### DOCUMENT SECTION
BEGIN

The Role of Feature Engineering in Developing Clinical Diagnostic Machine Learning Algorithms for ASD Screening

Friday, May 12, 2017: 12:00 PM-1:40 PM
Golden Gate Ballroom (Marriott Marquis Hotel)
J. W. Wade1, A. Vehorn2 and Z. Warren3, (1)Autos Consulting, Murfreesboro, TN, (2)Vanderbilt University Medical Center, Nashville, TN, (3)Vanderbilt University, Nashville, TN
Background:  Supervised machine learning (ML) methods are used to train models that map multi-dimensional numerical data to categorical target variables, given a labeled data set. This type of ML has been recently applied to the problem of predicting ASD diagnosis from gold standard measures such as the Autism Diagnostic Observation Schedule. However, these types of assessments are time- and resource-intensive. To demonstrate reasonably accurate predictions using ML methods on a reduced data set would provide immediate value for clinicians and families alike in the form of patient queue sorting and more rapid feedback.

END

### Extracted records
BEGIN

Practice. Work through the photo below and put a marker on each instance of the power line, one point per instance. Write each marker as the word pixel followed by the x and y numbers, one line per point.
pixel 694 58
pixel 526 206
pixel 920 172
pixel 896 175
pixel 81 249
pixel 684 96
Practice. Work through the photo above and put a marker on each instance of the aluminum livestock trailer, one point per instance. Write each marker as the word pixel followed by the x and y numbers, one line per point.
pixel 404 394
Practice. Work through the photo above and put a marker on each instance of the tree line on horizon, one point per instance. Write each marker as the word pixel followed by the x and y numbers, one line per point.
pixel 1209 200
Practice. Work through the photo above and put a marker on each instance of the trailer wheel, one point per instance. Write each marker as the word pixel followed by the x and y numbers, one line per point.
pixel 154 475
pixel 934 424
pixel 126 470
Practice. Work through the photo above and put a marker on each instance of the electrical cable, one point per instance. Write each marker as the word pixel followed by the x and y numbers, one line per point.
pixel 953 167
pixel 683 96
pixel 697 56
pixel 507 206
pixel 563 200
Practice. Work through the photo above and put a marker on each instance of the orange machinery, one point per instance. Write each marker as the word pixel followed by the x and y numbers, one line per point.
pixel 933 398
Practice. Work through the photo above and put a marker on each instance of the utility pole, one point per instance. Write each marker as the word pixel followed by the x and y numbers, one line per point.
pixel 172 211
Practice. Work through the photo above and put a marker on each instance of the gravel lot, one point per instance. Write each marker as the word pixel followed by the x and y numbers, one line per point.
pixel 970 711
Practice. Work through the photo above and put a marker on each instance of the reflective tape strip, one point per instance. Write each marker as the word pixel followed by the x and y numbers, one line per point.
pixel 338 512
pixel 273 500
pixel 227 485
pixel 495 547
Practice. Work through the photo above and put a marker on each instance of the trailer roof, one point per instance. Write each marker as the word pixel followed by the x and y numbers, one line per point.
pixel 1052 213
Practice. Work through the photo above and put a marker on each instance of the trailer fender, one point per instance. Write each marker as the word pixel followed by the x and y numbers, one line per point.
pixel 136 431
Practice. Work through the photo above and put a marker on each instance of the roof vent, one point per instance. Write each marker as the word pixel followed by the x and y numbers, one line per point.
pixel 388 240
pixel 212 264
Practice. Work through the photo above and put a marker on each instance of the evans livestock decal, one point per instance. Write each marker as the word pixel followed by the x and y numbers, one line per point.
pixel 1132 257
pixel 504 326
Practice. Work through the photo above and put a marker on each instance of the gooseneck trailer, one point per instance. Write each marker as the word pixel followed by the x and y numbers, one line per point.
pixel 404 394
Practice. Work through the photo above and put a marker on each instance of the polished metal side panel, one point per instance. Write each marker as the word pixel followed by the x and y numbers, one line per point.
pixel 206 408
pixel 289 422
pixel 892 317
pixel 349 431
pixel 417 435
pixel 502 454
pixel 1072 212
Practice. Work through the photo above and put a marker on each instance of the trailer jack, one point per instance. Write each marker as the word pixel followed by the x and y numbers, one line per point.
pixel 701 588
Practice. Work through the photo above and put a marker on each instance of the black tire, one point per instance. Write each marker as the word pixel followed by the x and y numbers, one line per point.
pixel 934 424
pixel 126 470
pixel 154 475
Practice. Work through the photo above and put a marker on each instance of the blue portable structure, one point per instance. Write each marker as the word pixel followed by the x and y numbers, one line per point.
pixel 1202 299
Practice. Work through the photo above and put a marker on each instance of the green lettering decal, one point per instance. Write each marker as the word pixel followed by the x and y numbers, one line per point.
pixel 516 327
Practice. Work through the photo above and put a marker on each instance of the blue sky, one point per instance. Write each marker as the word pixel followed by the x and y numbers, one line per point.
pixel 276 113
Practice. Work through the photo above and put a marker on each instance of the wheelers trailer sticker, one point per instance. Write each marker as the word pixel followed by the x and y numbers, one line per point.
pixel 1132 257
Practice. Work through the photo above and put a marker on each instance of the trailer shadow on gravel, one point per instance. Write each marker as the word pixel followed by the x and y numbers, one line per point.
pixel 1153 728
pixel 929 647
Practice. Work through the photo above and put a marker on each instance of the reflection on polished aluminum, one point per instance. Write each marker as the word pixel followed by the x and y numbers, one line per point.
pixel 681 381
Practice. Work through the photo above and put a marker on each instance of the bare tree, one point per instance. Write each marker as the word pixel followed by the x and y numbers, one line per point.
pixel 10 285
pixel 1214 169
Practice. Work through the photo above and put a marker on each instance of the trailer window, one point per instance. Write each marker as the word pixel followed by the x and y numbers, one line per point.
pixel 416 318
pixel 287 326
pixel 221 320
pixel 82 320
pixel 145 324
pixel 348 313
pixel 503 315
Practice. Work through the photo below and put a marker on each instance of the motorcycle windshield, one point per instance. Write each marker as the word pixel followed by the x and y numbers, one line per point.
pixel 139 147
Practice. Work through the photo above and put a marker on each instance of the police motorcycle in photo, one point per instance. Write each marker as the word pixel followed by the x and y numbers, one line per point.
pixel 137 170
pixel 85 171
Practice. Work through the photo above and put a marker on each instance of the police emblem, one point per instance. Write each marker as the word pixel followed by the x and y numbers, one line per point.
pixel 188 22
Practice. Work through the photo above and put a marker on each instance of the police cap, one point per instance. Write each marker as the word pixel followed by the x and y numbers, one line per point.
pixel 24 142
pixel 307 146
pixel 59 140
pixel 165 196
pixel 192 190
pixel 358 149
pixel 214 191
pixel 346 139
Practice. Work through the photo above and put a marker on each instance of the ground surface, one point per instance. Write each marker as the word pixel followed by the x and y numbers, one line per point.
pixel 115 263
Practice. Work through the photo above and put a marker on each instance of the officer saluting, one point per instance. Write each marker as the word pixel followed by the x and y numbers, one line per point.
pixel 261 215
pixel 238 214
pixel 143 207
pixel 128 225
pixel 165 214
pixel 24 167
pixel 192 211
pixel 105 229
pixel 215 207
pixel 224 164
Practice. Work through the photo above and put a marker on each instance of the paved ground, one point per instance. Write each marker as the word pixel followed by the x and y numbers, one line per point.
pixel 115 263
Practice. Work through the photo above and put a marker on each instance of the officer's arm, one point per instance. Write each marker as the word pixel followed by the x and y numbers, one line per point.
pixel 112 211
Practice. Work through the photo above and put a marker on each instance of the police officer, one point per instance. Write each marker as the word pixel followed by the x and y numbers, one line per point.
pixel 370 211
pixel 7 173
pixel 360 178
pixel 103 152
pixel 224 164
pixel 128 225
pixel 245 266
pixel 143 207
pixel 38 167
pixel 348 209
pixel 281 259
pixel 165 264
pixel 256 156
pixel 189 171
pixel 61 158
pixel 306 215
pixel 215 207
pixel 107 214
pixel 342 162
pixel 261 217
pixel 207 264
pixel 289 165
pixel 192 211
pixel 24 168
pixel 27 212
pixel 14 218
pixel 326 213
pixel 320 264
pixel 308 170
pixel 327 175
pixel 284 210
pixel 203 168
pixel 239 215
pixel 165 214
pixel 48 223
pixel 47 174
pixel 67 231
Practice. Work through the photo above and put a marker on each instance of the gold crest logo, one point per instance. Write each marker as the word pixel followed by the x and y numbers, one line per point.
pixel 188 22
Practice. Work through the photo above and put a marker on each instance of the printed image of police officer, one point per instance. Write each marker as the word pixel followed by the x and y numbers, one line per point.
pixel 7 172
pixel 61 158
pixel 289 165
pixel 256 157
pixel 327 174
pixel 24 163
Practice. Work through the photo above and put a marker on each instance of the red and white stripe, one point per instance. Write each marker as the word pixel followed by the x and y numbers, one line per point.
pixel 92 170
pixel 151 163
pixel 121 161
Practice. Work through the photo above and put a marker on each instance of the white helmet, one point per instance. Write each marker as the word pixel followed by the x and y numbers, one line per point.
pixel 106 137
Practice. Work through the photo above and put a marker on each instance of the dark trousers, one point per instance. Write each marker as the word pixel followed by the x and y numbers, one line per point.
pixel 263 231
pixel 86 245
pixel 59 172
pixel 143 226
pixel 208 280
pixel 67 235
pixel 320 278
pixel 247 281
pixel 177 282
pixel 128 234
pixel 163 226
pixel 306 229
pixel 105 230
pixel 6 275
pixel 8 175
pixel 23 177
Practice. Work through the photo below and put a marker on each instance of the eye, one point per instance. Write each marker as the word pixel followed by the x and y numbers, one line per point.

END

### ACTIVITY
Continue the abstract on machine learning for ASD screening from the end of its Background paragraph.

### OUTPUT
Objectives:  In this work, we present the design and performance of ML models trained on clinical diagnostic data to predict the presence or absence of ASD, using the labels ASD and Non-ASD, respectively. We first identify a small subset of features to be used in model training, thus reducing the number of items required to make predictions. Second, we use feature engineering methods to craft composite features that are more explanatory than their individual components. Finally, we train decision tree ML models and report on their performance for a variety of analyses.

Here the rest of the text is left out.